Calculating the hyperfine coupling constant: Difference between revisions

Revision as of 10:17, 5 March 2025

The hyperfine coupling constant (cf. hyperfine splitting) describes the interaction between the nuclear magnetic dipole moment and the magnetic field generated by the electrons (i.e. the nuclear spin-electron spin coupling. The hyperfine coupling constant is calculated using LHYPERFINE ^[1]. The hyperfine splitting often includes the interaction between the nuclear quadrupole moment and the electric field gradient (EFG), which is calculated separately using LEFG and the description in performing an EFG calculation. The hyperfine splitting can be measured using electron paramagnetic resonance (EPR), also called electron-spin resonance (ESR), and in atomic spectroscopy. The theory is covered in the NMR category page and LHYPERFINE page.

Step-by-step instructions

The hyperfine constant is calculated post-self-consistent field (SCF) using LHYPERFINE. A well-converged SCF calculation is therefore crucial. The hyperfine coupling constant is sensitive to several input parameters that must all be tested.

Step 1 (optional): Calculate the hyperfine constant using a previously converged calculation.
···
PROBLEM:
In the page on calculating the hyperfine coupling constant, what is used to calculate the electric field gradient separately?

SOURCE DATA:
···
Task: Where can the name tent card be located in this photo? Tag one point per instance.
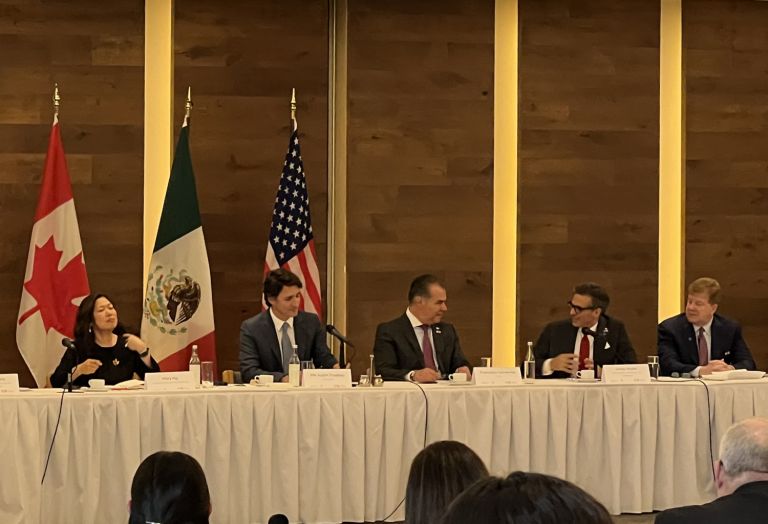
···
TASK RESULT:
LEFG